▶ _INSTRUCTIONS FOR THE TASK_
Answer each question using the episode summary below.
(a) What are the names of Poemy's adoptive parents?
(b) How many sisters does Futaba have?
(c) By what other name is the Earth known in the summary?

▶ _GIVEN TEXT_
Poemy is in a bad mood
1. Poemy is in a bad mood
March 7, 2001
The introductory sequence shows Poemy fighting shadowy figures of various other magical girls such as Usagi Tsukino from Sailor Moon, Tickle from Majokko Tickle, Utena from Revolutionary Girl Utena, Megu and Non from Majokko Megu-chan, Mahoro from Mahoromatic, Sakura Kinomoto from Cardcaptor Sakura, and the considered first magical girl in Japanese animation, Sally, from Sally, the Witch. At the start of a new school year the over-energetic Poemy Watanabe is introduced, along with her adoptive parents Nabeshin and Kumi-Kumi. Poemy rushes to the school to be the first there, at the same time she repeatedly proclaims her desire to become a successful voice actress. At the school, Poemy's best girl friend, Futaba Aasu, is presented as Poemy's biggest supporter and in fact perennially sexually attracted to her. Back from school, Poemy and Futaba realize the horror of finding Poemy's parents and their robot dog crucified by Alien #1, an extraterrestrial assassin with peculiar genitalia. Her home destroyed, Poemy moves in with Futaba and her six sisters. Later, a massive alien robot attacks the city, whereupon it turns out that Futaba and her sisters are actually a secret team of super-powered heroines dedicated to defending the Earth, also known as Sol III. Unfortunately, the Aasu sisters' magic is strictly defensive, so they are unable to defeat the rampaging robot. Meanwhile, Poemy obtains a talking, magic fish that when used as a magic wand transforms her into Puni Puni Poemy, a powerful magical girl. After the typical transformation, however, she promptly throws away her wand, forgoes the use of magic, and attacks the robot with her bare hands.

▶ _DATASET EXTRACT_
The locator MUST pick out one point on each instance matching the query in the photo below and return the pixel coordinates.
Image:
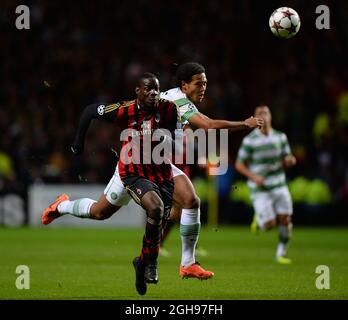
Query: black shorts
(137, 187)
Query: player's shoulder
(120, 104)
(253, 135)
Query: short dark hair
(186, 71)
(145, 75)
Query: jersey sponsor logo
(113, 195)
(191, 107)
(101, 109)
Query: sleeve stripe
(111, 107)
(187, 115)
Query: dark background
(80, 52)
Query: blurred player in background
(191, 83)
(150, 185)
(262, 158)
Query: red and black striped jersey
(141, 123)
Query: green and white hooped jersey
(263, 154)
(186, 107)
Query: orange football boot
(195, 271)
(51, 213)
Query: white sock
(190, 225)
(284, 237)
(78, 208)
(281, 249)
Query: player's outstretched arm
(93, 111)
(202, 121)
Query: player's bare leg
(175, 214)
(154, 208)
(186, 197)
(81, 208)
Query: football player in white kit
(191, 83)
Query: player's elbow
(208, 124)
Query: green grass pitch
(96, 264)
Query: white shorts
(268, 204)
(116, 193)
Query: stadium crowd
(75, 54)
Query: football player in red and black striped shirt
(150, 185)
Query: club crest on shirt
(101, 109)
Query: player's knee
(155, 210)
(191, 202)
(284, 220)
(270, 224)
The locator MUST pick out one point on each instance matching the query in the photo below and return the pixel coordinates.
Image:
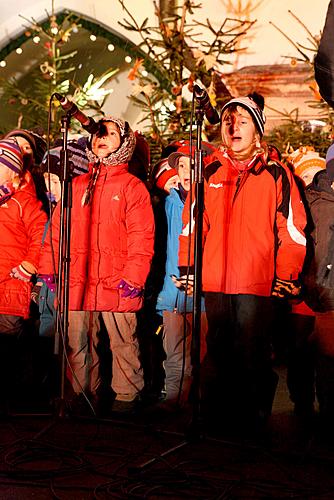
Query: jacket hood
(320, 187)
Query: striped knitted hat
(254, 104)
(11, 156)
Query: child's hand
(185, 283)
(129, 290)
(21, 273)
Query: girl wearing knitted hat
(22, 224)
(112, 234)
(253, 248)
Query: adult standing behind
(253, 247)
(112, 233)
(324, 59)
(319, 281)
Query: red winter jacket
(22, 223)
(252, 227)
(111, 239)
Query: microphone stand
(194, 430)
(63, 260)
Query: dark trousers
(301, 362)
(237, 379)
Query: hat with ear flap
(34, 138)
(305, 160)
(11, 156)
(162, 172)
(254, 104)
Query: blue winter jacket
(171, 298)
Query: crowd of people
(268, 245)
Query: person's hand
(286, 289)
(185, 283)
(21, 272)
(35, 291)
(129, 290)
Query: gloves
(35, 291)
(286, 288)
(129, 291)
(185, 282)
(49, 280)
(20, 273)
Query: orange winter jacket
(22, 223)
(111, 239)
(252, 227)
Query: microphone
(203, 100)
(70, 107)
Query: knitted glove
(286, 288)
(49, 280)
(20, 273)
(130, 291)
(184, 282)
(35, 291)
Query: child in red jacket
(112, 233)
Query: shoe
(125, 407)
(79, 406)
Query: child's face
(24, 146)
(103, 144)
(171, 183)
(238, 130)
(184, 172)
(53, 185)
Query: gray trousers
(83, 372)
(177, 345)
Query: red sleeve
(291, 223)
(140, 234)
(34, 220)
(187, 236)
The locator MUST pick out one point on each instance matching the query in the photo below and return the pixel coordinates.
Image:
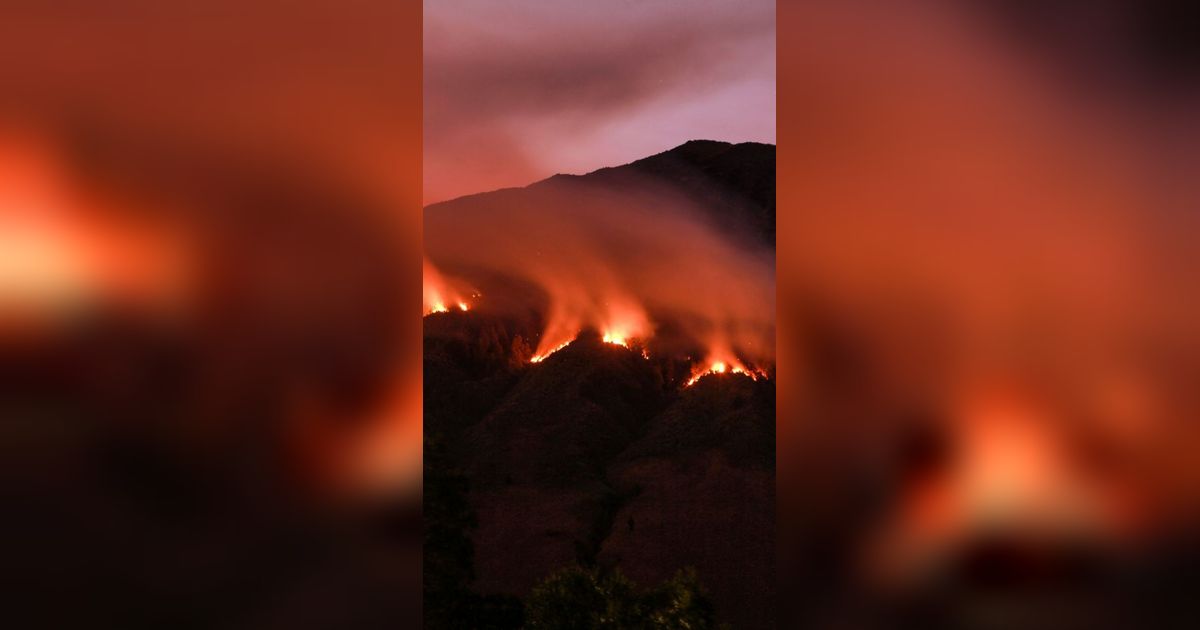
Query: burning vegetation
(641, 264)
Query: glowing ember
(720, 367)
(617, 339)
(441, 293)
(540, 358)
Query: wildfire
(540, 358)
(616, 339)
(721, 363)
(441, 293)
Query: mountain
(599, 456)
(732, 184)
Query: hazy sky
(517, 90)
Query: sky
(519, 90)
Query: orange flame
(441, 293)
(723, 360)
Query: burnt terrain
(600, 456)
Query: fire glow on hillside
(631, 265)
(441, 294)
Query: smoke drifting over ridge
(627, 263)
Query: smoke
(631, 264)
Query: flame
(723, 360)
(541, 357)
(439, 292)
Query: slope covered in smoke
(567, 393)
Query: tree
(587, 599)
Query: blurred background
(988, 315)
(209, 313)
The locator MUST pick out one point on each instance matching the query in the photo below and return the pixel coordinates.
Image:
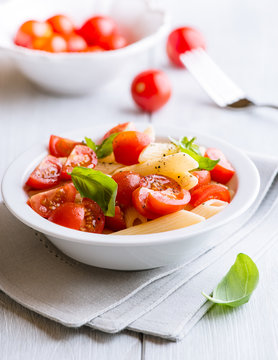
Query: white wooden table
(242, 37)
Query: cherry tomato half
(46, 202)
(46, 174)
(98, 30)
(81, 155)
(61, 24)
(151, 90)
(117, 222)
(159, 195)
(207, 192)
(127, 182)
(119, 128)
(223, 171)
(128, 145)
(181, 40)
(61, 147)
(203, 177)
(30, 32)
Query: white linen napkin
(165, 302)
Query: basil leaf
(91, 144)
(105, 148)
(187, 146)
(237, 286)
(97, 186)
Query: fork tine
(214, 81)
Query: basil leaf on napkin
(95, 185)
(237, 286)
(105, 148)
(187, 146)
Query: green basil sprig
(237, 286)
(104, 149)
(95, 185)
(187, 146)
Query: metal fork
(215, 82)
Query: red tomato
(159, 195)
(115, 42)
(76, 43)
(181, 40)
(94, 48)
(61, 24)
(223, 171)
(94, 217)
(54, 44)
(46, 174)
(128, 145)
(46, 202)
(117, 222)
(30, 31)
(120, 128)
(70, 215)
(207, 192)
(81, 155)
(151, 90)
(61, 147)
(127, 182)
(203, 177)
(98, 30)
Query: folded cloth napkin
(165, 302)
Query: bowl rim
(17, 173)
(132, 48)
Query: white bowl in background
(137, 251)
(80, 73)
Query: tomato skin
(120, 128)
(203, 177)
(76, 43)
(54, 44)
(181, 40)
(81, 155)
(61, 147)
(70, 215)
(207, 192)
(223, 171)
(151, 90)
(30, 31)
(127, 182)
(128, 145)
(117, 222)
(61, 24)
(46, 202)
(94, 218)
(46, 174)
(97, 30)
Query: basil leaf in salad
(187, 146)
(237, 286)
(105, 148)
(95, 185)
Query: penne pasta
(177, 220)
(210, 208)
(156, 151)
(176, 166)
(133, 217)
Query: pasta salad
(129, 183)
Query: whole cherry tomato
(32, 32)
(151, 90)
(61, 24)
(181, 40)
(128, 145)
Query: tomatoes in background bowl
(151, 89)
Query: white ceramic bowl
(138, 251)
(76, 73)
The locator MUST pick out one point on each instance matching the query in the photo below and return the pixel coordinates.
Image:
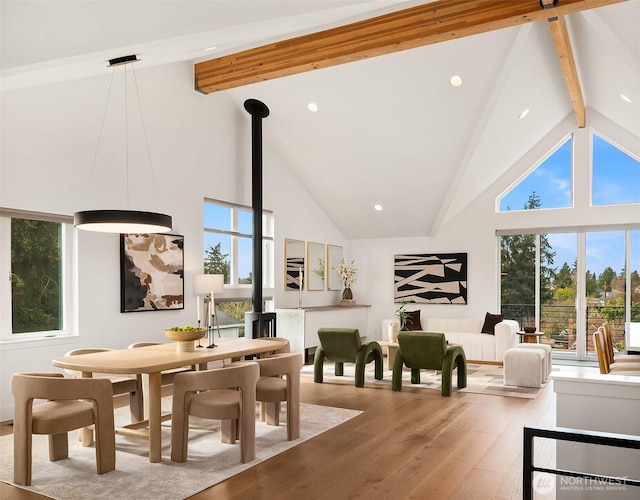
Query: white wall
(474, 231)
(200, 147)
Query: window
(540, 283)
(228, 250)
(37, 255)
(550, 182)
(228, 243)
(615, 175)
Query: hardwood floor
(409, 444)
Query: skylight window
(550, 181)
(615, 175)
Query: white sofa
(477, 346)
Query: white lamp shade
(208, 283)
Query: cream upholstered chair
(63, 412)
(227, 394)
(280, 381)
(122, 384)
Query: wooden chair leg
(273, 413)
(21, 454)
(229, 431)
(58, 446)
(263, 414)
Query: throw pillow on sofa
(490, 322)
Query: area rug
(481, 379)
(209, 461)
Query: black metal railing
(576, 436)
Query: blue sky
(616, 179)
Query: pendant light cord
(104, 115)
(126, 128)
(144, 129)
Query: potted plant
(347, 274)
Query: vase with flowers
(347, 273)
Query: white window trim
(268, 264)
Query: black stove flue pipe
(260, 324)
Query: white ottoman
(524, 367)
(547, 359)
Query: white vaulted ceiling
(390, 129)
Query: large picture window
(228, 250)
(228, 247)
(543, 285)
(36, 254)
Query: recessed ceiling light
(455, 81)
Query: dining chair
(72, 404)
(121, 384)
(227, 394)
(428, 350)
(280, 381)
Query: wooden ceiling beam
(417, 26)
(567, 63)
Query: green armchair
(342, 345)
(426, 350)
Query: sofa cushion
(452, 325)
(490, 322)
(413, 320)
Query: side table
(530, 338)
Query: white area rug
(481, 379)
(209, 461)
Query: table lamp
(208, 284)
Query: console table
(300, 326)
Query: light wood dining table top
(160, 357)
(150, 361)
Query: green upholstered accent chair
(426, 350)
(342, 345)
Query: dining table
(150, 361)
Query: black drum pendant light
(123, 221)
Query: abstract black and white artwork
(430, 278)
(151, 272)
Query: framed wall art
(151, 272)
(431, 278)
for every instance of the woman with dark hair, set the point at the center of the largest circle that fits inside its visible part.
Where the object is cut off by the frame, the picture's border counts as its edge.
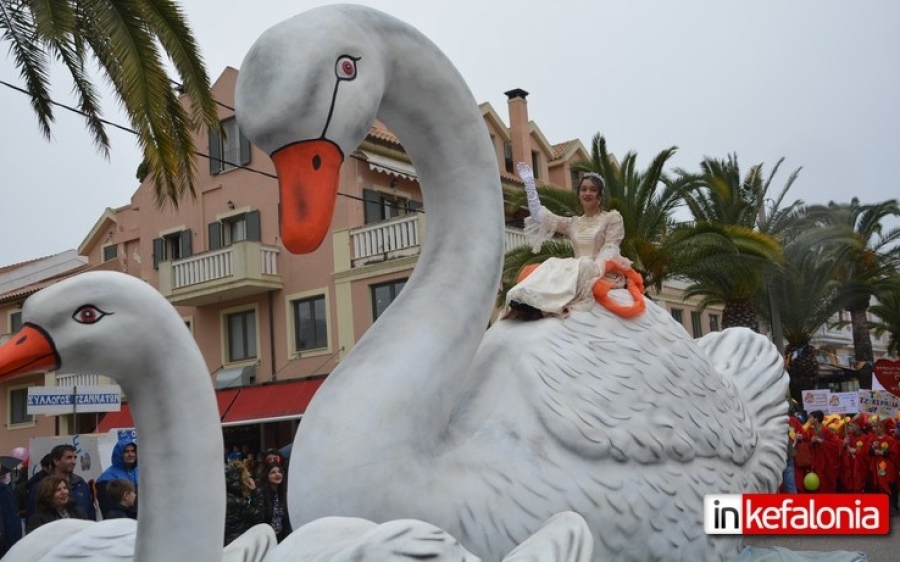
(53, 502)
(243, 504)
(560, 285)
(274, 489)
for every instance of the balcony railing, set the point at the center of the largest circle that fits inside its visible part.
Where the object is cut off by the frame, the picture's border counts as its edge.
(243, 269)
(385, 240)
(82, 380)
(400, 237)
(218, 264)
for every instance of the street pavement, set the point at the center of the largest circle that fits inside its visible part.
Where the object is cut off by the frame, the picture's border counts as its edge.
(877, 548)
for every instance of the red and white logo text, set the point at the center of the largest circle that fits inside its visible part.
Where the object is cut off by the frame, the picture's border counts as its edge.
(796, 514)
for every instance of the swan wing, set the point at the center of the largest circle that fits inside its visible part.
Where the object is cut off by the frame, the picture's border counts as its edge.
(36, 544)
(252, 546)
(351, 539)
(565, 537)
(110, 540)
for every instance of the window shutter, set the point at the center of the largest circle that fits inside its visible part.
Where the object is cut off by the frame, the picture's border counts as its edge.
(157, 252)
(245, 148)
(215, 235)
(215, 152)
(253, 227)
(372, 206)
(186, 244)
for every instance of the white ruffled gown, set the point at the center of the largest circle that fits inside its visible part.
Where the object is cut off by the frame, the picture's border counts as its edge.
(560, 285)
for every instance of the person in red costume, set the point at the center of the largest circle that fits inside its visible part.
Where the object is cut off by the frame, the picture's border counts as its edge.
(883, 454)
(825, 450)
(855, 456)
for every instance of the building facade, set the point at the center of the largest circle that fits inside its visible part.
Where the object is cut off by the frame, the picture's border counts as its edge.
(271, 325)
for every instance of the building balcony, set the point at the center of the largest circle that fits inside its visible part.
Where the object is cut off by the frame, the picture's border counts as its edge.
(243, 269)
(392, 239)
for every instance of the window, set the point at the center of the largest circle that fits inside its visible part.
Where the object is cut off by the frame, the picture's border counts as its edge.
(384, 294)
(696, 325)
(110, 252)
(507, 157)
(15, 322)
(230, 151)
(310, 323)
(241, 328)
(233, 229)
(536, 164)
(18, 406)
(172, 246)
(381, 206)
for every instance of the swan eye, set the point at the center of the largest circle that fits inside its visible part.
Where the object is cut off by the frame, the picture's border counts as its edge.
(88, 314)
(346, 67)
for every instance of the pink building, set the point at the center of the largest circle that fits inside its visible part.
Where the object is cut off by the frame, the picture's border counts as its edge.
(271, 325)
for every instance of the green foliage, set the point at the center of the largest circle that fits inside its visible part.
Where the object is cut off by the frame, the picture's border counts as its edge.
(126, 38)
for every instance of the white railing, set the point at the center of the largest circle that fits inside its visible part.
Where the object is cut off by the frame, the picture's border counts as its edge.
(514, 238)
(79, 380)
(204, 267)
(269, 256)
(383, 238)
(218, 264)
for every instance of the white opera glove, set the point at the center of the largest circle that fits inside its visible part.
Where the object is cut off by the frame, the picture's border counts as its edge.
(534, 203)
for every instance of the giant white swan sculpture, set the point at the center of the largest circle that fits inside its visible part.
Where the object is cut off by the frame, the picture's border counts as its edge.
(116, 324)
(627, 422)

▶ _CORRECT RESPONSE_
(a) Nabeshin and Kumi-Kumi
(b) Six
(c) Sol III